» **WHAT THIS EXERCISE ASKS**
- 1) In the piece below on remembrance tourism in the Meuse, which places are named in the sentence that begins "From the Argonne"?
- 2) How would you say this sentence from the piece on remembrance tourism in the Meuse in Spanish: "After the war, a forest was planted on the site of the battlefield."
- 3) Can you pick up the piece on remembrance tourism in the Meuse where it stops and carry it forward?

Remembrance tourism in the Meuse département
The Meuse which is part of the Lorraine region bordering Germany and Belgium, was of crucial importance for the warring armies. The front line ran through it and in 1916, with the field of the famous battle of Verdun, it was to be of huge strategic and symbolic importance throughout the conflict. From the Argonne to Saillant de Saint-Mihiel, from Vauquois to the Eparges, the sheer violence of the fighting between French, German and American soldiers was to leave a deep scar on the countryside, which was to be transformed by the bombardments, with its villages destroyed and its military structures decimated… the battlefield of the Meuse is today a living museum of the remains of the First World War.
The Battlefield of Verdun
The struggle to achieve annihilation which unfolded on the Battlefield of Verdun has remained deeply etched in the collective memory. From the start of the war in 1914, the fortress of Verdun and the surrounding network of forts were considered to be a cornerstone to the French defensive system. In 1916, the military strategists in Germany decided to seize it. The ensuing battle lasted from the end of February until December 1916: over a period of 300 days of unrelenting fighting, 26 million shells were fired – meaning 6 shells/m² over something like 17,000 hectares –, 400,000 soldiers were wounded, and more than 300,000 men were killed or lost in action. After the war, a forest was planted on the site of the battlefield. It has since become a sanctuary reclaimed by nature as its own and one can wonder along the paths which cross this “Outstanding forest” to visit this open air museum which includes numerous military sites such as the forts of Douaumont and Vaux, as well as other historical sites such as the destroyed villages.
Remembrance and history : Douaumont, the Memorial and Verdun
After the armistice, Monseigneur Ginisty, who was nicknamed “the bishop of the soldiers”, wanted to provide the unidentified human remains from the battlefield with a decent place of burial where families could come and pray for their lost ones. So, from 1920 onwards, around 130,000 or so unknown bodies of French and German soldiers were buried together in a temporary Ossuary. In 1932, the final monument was inaugurated, overlooking the national cemetery of Fleury-devant-Douaumont where more than 16,000 French soldiers of whom several hundred came from the former colonies, are buried. Along with the Muslim and Hebrew memorials erected alongside it, this is a place for reflection just as is the very symbolic monument of the Tranchée des Baïonnettes (Bayonet Trench) or the German cemetery at the Fort de Douaumont.
The Memorial, with its museography planned for 2016, is about looking at the history of the battle of Verdun in 1916 through an exceptional collection of arms, vehicles, exhibits and temporary exhibitions. During the renovation work a part of its collections will be on show at the World Centre for Peace at Verdun in 2014 and 2015 as part of a major exhibition which will be staged to mark the Centenary of the Great War.

» **Data entries**

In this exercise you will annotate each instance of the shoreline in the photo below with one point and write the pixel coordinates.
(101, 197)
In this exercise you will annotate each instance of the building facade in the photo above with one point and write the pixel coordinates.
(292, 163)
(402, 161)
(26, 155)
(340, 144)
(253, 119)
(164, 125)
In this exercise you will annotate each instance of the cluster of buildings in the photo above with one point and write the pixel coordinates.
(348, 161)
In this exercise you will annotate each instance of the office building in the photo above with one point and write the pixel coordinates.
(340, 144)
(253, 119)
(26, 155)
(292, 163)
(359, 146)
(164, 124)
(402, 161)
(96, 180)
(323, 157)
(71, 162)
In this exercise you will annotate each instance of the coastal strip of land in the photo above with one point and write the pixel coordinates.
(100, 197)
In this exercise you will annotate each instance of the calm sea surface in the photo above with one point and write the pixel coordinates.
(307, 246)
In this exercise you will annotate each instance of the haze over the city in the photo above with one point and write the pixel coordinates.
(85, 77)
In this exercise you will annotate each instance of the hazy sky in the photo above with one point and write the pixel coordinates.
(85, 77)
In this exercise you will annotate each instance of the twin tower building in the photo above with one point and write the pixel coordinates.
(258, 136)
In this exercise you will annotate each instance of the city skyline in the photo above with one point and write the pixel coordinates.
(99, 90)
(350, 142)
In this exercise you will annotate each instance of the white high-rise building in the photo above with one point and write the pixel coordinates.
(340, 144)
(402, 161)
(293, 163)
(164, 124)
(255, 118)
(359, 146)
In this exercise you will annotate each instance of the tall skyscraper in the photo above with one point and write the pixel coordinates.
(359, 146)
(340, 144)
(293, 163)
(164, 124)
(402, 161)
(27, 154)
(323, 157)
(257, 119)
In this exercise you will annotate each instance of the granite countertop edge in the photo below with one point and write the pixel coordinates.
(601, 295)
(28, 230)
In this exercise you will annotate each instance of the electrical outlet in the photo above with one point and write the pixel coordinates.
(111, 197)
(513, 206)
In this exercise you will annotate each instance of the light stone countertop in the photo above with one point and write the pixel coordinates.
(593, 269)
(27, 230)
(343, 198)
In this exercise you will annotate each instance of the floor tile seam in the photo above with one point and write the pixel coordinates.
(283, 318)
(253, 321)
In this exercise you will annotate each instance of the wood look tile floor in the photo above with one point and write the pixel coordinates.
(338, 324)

» **ANSWER SECTION**
- 1) Argonne, Saillant de Saint-Mihiel, Vauquois, the Eparges

- 2) Después de la guerra, se plantó un bosque en el emplazamiento del campo de batalla.

- 3)
In Verdun itself, a cultural and dynamic town, the Underground Fortress and the event “From flames…to the light” , the biggest show in Europe on the Great War, take a modern day and educational look at the conflict so that the youngest of visitors can appreciate it.
It was to the west of Verdun that the war of the mines took place. The Argonne forest formed a natural rampart into which was dug an impressive network of trenches and underground galleries. The countless underground remains of the bitter fighting of 1915 on the site of the Haute-Chevauchée have been remarkably well preserved. The Butte de Vauquois is another striking example of this war of the mines : where the walk takes one along a path overlooking deep craters or underground into the maze of galleries of the sappers. Argonne is also home to the largest American military cemetery in Europe from the First World War. It is a reminder of the decisive role played by the American army which was commanded by General Pershing, in the fighting of 1918.
The Battle of Saint-Mihiel
To the south of Verdun, the German advance of September 1914 led to the capture of Saint-Mihiel. Subsequently, the Saillant de Saint-Mihiel was attacked but in vain by the French army. The fighting was intense, notably on the Éparges Ridge, and many writers took part in it : Jean Giono, Ernst Jünger and Maurice Genevoix, author of Ceux de 14 (The Soldiers of 1914), would live to tell the tale but Alain-Fournier and Louis Pergaud died. Le Saillant was only liberated in 1918 during the American offensive which is remembered by the Memorial of the Butte de Montsec.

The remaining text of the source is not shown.